▸ **PROBLEM REQUIREMENTS**
Answer these questions using the Tieton River excerpt.
(a) What length does it give for the river?
(b) At which glacier does the South Fork Tieton River begin?
(c) What elevation is listed for the river's mouth?

▸ **PAGE EXCERPT**
━━━━━━━━━━━━━━━━━━━━━━━━━━━━━━
Physical characteristics
- Source: North Fork Tieton River
- • location: Cascade Range, McCall Glacier, Goat Rocks Wilderness
- • coordinates: 46°30′27″N 121°26′11″W﻿ / ﻿46.50750°N 121.43639°W
- • elevation: 6,246 ft (1,904 m)
- Mouth: Naches River
- • coordinates: 46°44′46″N 120°47′12″W﻿ / ﻿46.74611°N 120.78667°W
- • elevation: 1,601 ft (488 m)
- Length: 33 mi (53 km)

Basin features
- • right: South Fork Tieton River

= Tieton River =

The Tieton River is a tributary of the Naches River, in Yakima County, Washington in the United States.

The Tieton River begins in two forks, the North Fork Tieton River and South Fork Tieton River. The North Fork originates at McCall Glacier on the eastern sides of Old Snowy Mountain, Ives Peak, and the Goat Rocks for which the Goat Rocks Wilderness is named. Collecting headwater streams from other high mountains such as Tieton Peak, the North Fork flows northeast into Clear Lake, then into the west end of Rimrock Lake. The South Fork Tieton River begins at Meade Glacier on the eastern side of Gilbert Peak, also part of the Goat Rocks. The South Fork collects many streams as it flows generally north, entering Rimrock Lake near its east end.
━━━━━━━━━━━━━━━━━━━━━━━━━━━━━━
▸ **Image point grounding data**
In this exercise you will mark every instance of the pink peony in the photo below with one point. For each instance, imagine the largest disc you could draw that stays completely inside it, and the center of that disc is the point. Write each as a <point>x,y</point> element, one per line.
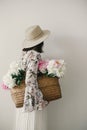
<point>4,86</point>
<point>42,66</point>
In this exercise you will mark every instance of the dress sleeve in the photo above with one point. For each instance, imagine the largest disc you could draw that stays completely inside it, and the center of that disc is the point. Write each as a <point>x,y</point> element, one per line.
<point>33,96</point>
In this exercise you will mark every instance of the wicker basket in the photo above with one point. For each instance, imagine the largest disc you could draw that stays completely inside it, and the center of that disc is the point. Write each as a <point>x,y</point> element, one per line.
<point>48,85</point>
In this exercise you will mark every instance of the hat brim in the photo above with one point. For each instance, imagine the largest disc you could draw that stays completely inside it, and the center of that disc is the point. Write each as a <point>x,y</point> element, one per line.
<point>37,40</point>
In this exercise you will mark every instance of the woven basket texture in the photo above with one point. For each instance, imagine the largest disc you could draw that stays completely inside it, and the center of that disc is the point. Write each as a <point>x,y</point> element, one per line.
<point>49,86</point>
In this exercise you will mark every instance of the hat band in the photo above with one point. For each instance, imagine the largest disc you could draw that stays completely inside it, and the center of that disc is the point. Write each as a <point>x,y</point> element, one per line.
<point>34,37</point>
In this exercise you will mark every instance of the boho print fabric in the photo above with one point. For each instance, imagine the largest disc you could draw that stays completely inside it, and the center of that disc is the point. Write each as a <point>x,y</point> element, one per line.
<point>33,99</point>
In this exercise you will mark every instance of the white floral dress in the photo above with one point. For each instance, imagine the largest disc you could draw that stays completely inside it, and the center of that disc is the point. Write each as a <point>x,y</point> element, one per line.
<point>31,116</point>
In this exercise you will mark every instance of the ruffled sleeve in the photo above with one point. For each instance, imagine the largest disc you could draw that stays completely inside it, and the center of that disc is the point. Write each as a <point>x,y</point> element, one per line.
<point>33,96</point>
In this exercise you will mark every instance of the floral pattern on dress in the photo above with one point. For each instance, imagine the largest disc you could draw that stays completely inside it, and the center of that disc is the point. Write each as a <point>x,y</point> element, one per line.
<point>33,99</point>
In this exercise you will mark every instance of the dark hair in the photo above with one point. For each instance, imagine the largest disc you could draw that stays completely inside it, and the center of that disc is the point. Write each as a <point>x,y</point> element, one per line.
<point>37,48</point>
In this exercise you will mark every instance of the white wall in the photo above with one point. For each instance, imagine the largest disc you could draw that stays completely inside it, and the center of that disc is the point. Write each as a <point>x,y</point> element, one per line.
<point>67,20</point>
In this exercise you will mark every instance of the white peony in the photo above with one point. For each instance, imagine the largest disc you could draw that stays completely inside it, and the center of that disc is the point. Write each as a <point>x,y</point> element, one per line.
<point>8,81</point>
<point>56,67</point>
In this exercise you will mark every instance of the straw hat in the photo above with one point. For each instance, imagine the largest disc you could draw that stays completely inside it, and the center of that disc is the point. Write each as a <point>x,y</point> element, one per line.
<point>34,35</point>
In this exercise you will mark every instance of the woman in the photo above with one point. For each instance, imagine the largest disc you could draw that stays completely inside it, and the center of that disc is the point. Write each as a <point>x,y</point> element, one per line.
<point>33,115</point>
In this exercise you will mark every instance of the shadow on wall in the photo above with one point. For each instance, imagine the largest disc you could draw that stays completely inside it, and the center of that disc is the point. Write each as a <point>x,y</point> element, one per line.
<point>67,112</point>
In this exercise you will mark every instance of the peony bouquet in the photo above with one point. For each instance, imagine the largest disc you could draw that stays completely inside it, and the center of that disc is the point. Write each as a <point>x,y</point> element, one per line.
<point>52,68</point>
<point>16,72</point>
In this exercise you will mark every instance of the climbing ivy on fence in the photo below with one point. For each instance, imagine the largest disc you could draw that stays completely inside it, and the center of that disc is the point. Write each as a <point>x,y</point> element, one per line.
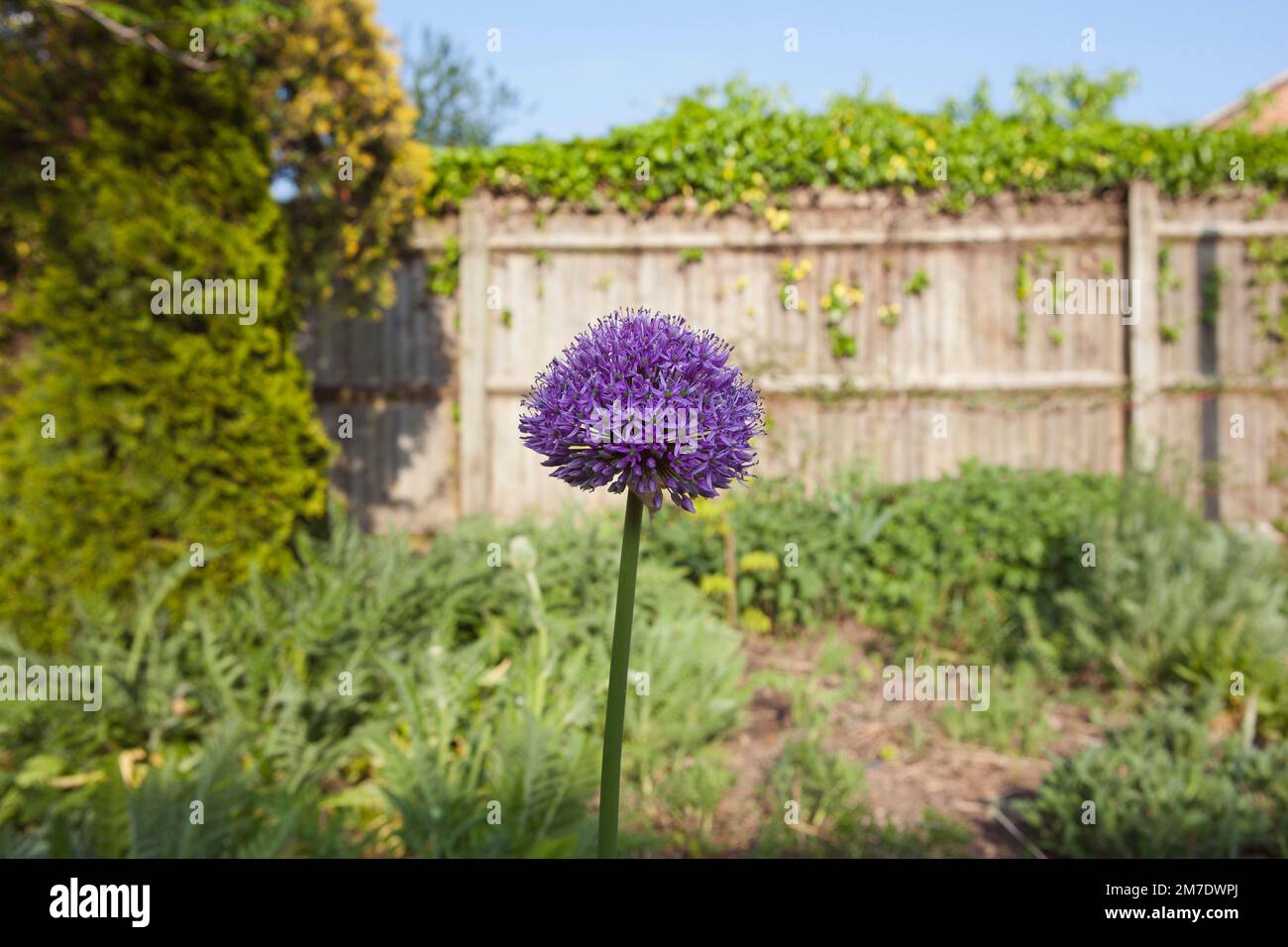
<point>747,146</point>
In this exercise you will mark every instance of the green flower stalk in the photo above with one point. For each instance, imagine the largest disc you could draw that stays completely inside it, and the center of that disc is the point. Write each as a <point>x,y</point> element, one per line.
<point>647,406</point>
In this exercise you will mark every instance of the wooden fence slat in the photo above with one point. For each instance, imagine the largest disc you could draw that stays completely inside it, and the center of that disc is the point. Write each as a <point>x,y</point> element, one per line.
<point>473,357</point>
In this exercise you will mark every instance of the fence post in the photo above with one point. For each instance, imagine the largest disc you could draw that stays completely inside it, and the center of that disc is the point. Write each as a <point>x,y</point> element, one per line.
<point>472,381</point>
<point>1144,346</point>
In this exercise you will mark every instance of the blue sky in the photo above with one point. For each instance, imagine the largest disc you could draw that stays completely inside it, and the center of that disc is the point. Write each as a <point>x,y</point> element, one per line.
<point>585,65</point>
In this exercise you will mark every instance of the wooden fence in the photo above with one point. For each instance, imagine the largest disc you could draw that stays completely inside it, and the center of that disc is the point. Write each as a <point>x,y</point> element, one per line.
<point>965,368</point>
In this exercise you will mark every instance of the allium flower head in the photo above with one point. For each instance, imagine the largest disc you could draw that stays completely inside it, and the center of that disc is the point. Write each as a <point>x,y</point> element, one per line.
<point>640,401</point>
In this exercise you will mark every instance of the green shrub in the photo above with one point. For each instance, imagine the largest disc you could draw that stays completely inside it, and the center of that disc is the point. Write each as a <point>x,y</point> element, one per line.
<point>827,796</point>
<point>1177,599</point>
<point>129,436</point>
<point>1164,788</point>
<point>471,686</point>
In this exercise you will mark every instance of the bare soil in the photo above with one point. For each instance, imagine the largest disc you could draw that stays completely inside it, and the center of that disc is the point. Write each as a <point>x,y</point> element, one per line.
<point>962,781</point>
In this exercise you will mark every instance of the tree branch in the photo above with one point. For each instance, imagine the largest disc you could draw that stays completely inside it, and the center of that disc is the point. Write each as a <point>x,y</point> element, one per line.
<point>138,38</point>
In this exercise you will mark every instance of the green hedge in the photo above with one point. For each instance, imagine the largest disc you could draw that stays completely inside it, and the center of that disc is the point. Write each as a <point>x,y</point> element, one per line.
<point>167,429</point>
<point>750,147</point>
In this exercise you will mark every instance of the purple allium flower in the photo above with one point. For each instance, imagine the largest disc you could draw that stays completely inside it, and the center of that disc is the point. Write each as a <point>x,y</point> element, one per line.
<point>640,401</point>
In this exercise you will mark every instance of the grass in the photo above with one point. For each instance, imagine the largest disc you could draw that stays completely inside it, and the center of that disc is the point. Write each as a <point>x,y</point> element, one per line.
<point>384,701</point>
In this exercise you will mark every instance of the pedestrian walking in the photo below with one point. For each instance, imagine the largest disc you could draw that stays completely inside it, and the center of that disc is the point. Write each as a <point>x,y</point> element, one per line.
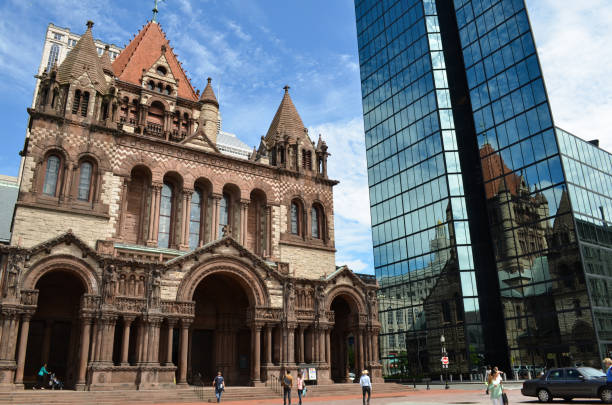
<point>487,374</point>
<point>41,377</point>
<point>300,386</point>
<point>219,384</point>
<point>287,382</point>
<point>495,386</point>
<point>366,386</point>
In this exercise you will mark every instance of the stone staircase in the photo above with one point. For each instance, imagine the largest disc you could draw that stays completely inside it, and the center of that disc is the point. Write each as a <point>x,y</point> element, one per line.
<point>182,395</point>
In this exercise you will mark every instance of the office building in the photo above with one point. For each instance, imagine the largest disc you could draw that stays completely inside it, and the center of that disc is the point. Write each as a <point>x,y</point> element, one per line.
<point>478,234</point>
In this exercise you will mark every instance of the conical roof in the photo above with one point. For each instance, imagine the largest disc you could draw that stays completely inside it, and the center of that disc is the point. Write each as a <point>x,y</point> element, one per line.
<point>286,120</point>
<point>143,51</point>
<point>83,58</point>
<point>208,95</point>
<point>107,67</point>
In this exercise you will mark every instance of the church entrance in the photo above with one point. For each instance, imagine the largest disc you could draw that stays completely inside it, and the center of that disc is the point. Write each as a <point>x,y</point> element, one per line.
━━━━━━━━━━━━━━━━━━━━━━━━━━━━━━
▸ **WORKED SOLUTION**
(a) 33 mi (53 km)
(b) Meade Glacier
(c) 1,601 ft (488 m)